Interesting observation there SWI Shroomer. I'll have to stoop and look at some of those. Was that the spot north of Centerville? Shroomtrooper, my wife got called into work yesterday so I had to watch our granddaughter until 1, and then it was spitting or pouring rain. As of 9:00 this morning It's still raining. Tomorrow should be dry but I can't sit here any longer. After waiting 335 days for this I can't wait any longer. I'm outta here! The forecast for the week ahead looks like I timed it right. Moisture is perfect, temps expected to rise gradually to near 70. Awesome. How are conditions up your way?


----------



## shroomtrooper (May 12, 2013)

We got a real nice soaking rain, now the season is safe from a dry out. Forecast looks excellent, was worried about the cooler temps pushing my May 6th and 7th vacation days back, but I believe the process was started and I will be able to find some on those days. Maybe 80 degrees by next Sat. Seeing Dandelions no flowers on them yet. Ya you sure got alot of rain down there, should be a good year.


----------



## jamie (Apr 25, 2013)

swi- Not trying to rain on your parade but.......morel spores are airborn. Thats why you find them around sticker bushes and cedar. A Morel can grow anywhere. They fruit best in soft wood such as elm, cottonwood ect. Think of the spores as snow. Wherever you see snow piled up in the wniter as it is blown around is the same place the spores land. Its a matter of if where they land the conditions are right to grow. I got a pic somewhere of a morel growing out of a hedge tree stump about a foot off the ground. Hedge is the hardest wood around. The spore was caught behind a piece of bark which had also caught enough dirt or dust from the road nearby....That one messed with me a while. Check the grass where a tree aint even around. Thats where Im finding alot and nobody seems to hunt the grass......


----------



## mivame (Apr 21, 2015)

Its the mycelium that fruits shrooms. Not the spores..."tom volk's morel page" for more details...


----------



## mivame (Apr 21, 2015)

Shroomgod- don't think ur timing could b any better!! Maybe ur way end of week, been years...keep me posted!!! Have you seen any posts from a guy goes by se ia picker?? He was a machine in ur neck. Few years back...


----------



## swi shroomer (Apr 22, 2014)

Good info, jamie and Mivame. Not ready to give up my honey locust theory just yet, though. That is quite interesting about the hedge wood morel. That gives me an explanation about something I have wondered about forever.


----------



## buckthornman (May 16, 2013)

Yes great observations. I,'ll give you a a++ guys. God get out there in your poison ivy banana cover and run it I was thinking scrid said naked and afraid. I say live free or die guy Colbert. That's who you resemble lol any who! Get to gettin but that's great of you to spend time with the little ones. My youngest is 4 and she is my little morels!


----------



## buckthornman (May 16, 2013)

Trooper we are on tap for starting next week prob Friday with the weather to come. Can't friggin wait. Still been check-in spots. As God would say we're on the cusp. Good hunting to my favorites, old elm,God ,s trooper,scrid, rat. We will get ours! If we don,t then o well morels. There is other schrooms out there!!!!!

○ ○ ○

■ Set problem A:
Repeat the morel-hunting thread word for word from "## shroomtrooper (May" up to and including "(Apr 25, 2013)".
■ Set problem B:
Write the next part of the morel-hunting thread, picking up after its last post.
The listing has no connection to the morel-hunting thread.

■ Source records:
○ ○ ○

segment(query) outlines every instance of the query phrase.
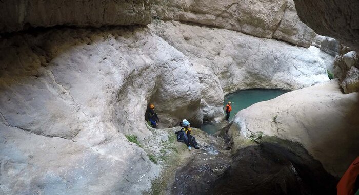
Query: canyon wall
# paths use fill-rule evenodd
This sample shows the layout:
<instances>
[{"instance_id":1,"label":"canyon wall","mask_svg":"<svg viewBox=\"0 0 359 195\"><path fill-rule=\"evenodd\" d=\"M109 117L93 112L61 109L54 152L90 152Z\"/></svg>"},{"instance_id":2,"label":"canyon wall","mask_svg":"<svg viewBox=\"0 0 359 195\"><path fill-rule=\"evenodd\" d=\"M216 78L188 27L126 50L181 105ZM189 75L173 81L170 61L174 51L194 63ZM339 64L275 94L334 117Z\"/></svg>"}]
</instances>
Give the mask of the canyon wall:
<instances>
[{"instance_id":1,"label":"canyon wall","mask_svg":"<svg viewBox=\"0 0 359 195\"><path fill-rule=\"evenodd\" d=\"M161 20L154 20L150 28L188 56L198 73L205 120L222 119L224 96L229 93L252 88L294 90L328 81L326 66L334 59L225 29Z\"/></svg>"},{"instance_id":2,"label":"canyon wall","mask_svg":"<svg viewBox=\"0 0 359 195\"><path fill-rule=\"evenodd\" d=\"M202 122L196 72L146 28L49 30L0 46L0 193L148 190L159 167L124 136L151 135L148 103L164 125Z\"/></svg>"},{"instance_id":3,"label":"canyon wall","mask_svg":"<svg viewBox=\"0 0 359 195\"><path fill-rule=\"evenodd\" d=\"M293 0L154 0L152 15L210 25L309 47L315 33L299 20Z\"/></svg>"},{"instance_id":4,"label":"canyon wall","mask_svg":"<svg viewBox=\"0 0 359 195\"><path fill-rule=\"evenodd\" d=\"M322 35L359 51L359 2L294 0L301 20Z\"/></svg>"},{"instance_id":5,"label":"canyon wall","mask_svg":"<svg viewBox=\"0 0 359 195\"><path fill-rule=\"evenodd\" d=\"M0 33L55 25L99 27L150 22L148 0L0 2Z\"/></svg>"},{"instance_id":6,"label":"canyon wall","mask_svg":"<svg viewBox=\"0 0 359 195\"><path fill-rule=\"evenodd\" d=\"M240 111L229 129L234 151L256 132L303 144L340 177L358 155L359 94L343 94L337 79L288 92Z\"/></svg>"}]
</instances>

○ ○ ○

■ Exercise result A:
## shroomtrooper (May 12, 2013)

We got a real nice soaking rain, now the season is safe from a dry out. Forecast looks excellent, was worried about the cooler temps pushing my May 6th and 7th vacation days back, but I believe the process was started and I will be able to find some on those days. Maybe 80 degrees by next Sat. Seeing Dandelions no flowers on them yet. Ya you sure got alot of rain down there, should be a good year.


----------



## jamie (Apr 25, 2013)

■ Exercise result B:
----------



## shroomtrooper (May 12, 2013)

I think what SWI shroomer is saying that since there is no elms its mycelium is tapping into the honey locust roots and having a Mycorrhizal association with it. could be, evolution. Yes Bucthornman, I fully believe it will start around the first of the month or close to it thanks to the warm spell and rain. I wasn't so sure last week. Yes there are other mushrooms out there, want to make a turkey tail tonic this year. Scrid, you still pounding the woods? If you dont report soon, gods gonna put you as missing again. :-D


----------



## shroom god (Apr 24, 2014)

Washington/Johnson County line &gt; Paid my dues and walked 5 hours, half of it in drizzle, for 122 grays. Most were 2-inchers, the largest was 3.5 inches. Jack in the pulpits have made some strides since last Sunday. Also saw several gyromitra this time out. No mayflower bloom yet. Can hardly wait for tomorrow. 

Shroomtrooper, your vacation should be timed about right. NWS shows conditions west of I-35 and south of I-80 are better/earlier than north central/northeast. I hope you're prepared to encounter vast areas of the nodular fruiting of mycelium that has undergone mycorrhizal disruption and is in shock.


----------



## shroomtrooper (May 12, 2013)

Well I am well north of I-80, but west of I-35. Figure they will just be starting but will come fast. I would be very happy with 122 grays any day, not just the first day. Hate to tell you this but I think Scrid is missing again.


----------



## scrid (Apr 7, 2013)

I'm still here guys ....lurking...keeping an eye on what you guys are doing. Somebody's gotta watch ya forest thieves!!! :wink: 
I'm planning on going back out tomorrow if possible. My usual area requires I cross a couple logs over 3 foot deep water for about 15 feet or so....kinda dangerous with the rain lately. I'll be taking more pics and posting. Get out there guys their up.


----------



## shroomtrooper (May 12, 2013)

Good luck, bring a life preserver maybe. Still waiting and planing up here. I have alot of new area this year, cant wait to see if they pan out. Had to write them down so I wouldn't forget. Good luck.


----------



## buckthornman (May 16, 2013)

Nice pick God. Morelin ain't easy. Scrid make sure to bring the aed. Or at least a bottle of whiskey daughter found 8 dandelion in yard today! I'm ready. Gonna be the end of next week. Woohoo!


----------



## scrid (Apr 7, 2013)

Cant help but post this guys. :lol:


----------



## scrid (Apr 7, 2013)

https://www.youtube.com/watch?v=9isHph2lqsY


----------



## scrid (Apr 7, 2013)

I don't condone trespassing or for crying out loud picking shrooms with a plastic bag,...but is kinda funny.


----------



## res (Mar 29, 2015)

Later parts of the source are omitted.